Objetivo de la tarea:
¿Qué líneas de los datos contienen la palabra "Mark"? Extráelas y cópialas todas.

Una serie de datos
__________________________________________________

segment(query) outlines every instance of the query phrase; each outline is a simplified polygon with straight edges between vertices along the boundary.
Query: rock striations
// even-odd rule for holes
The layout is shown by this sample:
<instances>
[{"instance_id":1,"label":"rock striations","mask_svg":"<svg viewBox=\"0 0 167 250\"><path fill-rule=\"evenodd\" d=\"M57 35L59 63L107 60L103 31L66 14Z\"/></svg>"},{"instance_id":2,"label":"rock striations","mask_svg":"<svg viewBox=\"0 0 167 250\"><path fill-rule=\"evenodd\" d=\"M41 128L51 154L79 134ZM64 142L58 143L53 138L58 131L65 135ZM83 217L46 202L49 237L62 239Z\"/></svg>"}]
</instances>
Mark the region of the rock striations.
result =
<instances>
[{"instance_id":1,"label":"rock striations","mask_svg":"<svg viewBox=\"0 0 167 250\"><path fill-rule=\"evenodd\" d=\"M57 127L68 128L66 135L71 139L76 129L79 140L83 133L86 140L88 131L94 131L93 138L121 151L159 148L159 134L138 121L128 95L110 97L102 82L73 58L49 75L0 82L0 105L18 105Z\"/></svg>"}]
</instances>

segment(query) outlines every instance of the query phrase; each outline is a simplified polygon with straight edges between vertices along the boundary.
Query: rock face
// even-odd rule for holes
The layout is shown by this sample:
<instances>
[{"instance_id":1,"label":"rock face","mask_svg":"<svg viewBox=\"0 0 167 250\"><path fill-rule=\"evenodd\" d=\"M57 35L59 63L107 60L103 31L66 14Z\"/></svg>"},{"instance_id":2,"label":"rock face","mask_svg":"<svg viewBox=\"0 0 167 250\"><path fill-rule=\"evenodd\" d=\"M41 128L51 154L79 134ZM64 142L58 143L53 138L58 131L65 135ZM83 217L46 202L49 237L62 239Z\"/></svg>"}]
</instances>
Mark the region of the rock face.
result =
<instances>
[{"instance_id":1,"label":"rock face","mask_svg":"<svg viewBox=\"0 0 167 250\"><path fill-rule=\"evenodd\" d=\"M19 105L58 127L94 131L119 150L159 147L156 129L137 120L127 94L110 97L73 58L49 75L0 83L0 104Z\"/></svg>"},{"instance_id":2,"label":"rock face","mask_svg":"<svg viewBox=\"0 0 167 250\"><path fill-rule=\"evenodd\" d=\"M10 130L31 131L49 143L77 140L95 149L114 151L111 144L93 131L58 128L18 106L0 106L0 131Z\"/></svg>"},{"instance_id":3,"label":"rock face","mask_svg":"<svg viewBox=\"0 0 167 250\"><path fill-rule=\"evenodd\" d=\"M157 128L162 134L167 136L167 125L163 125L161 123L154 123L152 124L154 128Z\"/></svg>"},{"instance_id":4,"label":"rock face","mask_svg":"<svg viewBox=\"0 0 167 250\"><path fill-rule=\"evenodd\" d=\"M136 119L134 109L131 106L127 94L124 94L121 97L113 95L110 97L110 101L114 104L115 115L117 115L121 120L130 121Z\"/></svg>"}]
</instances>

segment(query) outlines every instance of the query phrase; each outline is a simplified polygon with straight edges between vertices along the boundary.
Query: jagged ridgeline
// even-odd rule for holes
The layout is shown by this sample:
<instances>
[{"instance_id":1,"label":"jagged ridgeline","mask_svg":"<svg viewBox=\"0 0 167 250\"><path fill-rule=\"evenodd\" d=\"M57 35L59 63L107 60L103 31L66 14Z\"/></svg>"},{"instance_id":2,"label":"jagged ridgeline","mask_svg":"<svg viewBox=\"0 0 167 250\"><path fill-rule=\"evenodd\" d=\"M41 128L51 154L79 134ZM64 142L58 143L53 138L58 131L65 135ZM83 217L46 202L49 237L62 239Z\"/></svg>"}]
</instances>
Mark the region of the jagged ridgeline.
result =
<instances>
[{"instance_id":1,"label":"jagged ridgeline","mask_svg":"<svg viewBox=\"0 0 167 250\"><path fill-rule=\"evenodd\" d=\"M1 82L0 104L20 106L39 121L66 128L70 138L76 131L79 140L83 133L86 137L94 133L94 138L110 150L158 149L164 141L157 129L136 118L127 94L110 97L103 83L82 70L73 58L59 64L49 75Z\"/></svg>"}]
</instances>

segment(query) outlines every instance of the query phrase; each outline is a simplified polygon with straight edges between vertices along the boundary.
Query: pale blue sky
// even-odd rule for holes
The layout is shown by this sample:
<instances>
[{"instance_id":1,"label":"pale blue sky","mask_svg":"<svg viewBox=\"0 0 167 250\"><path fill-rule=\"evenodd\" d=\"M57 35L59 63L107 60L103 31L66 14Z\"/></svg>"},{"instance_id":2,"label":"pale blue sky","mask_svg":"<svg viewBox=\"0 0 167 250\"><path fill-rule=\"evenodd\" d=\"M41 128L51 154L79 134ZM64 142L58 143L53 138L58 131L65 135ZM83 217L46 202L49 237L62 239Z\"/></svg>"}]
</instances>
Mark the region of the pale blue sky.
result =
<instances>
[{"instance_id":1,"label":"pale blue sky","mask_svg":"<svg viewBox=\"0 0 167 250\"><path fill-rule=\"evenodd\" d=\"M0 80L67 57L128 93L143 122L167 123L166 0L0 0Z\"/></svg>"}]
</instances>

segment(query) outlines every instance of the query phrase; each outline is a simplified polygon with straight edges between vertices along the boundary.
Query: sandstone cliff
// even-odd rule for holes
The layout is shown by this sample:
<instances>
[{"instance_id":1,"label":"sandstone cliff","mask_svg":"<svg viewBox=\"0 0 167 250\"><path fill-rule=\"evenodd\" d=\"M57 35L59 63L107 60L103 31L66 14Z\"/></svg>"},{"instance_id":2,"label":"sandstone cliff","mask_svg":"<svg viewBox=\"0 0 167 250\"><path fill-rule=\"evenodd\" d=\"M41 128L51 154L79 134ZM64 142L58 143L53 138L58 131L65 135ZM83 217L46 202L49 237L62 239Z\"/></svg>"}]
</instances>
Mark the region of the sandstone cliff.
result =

__________________________________________________

Resultado:
Mark the region of the rock striations.
Mark the region of the rock face.
Mark the region of the jagged ridgeline.
Mark the region of the pale blue sky.
Mark the region of the sandstone cliff.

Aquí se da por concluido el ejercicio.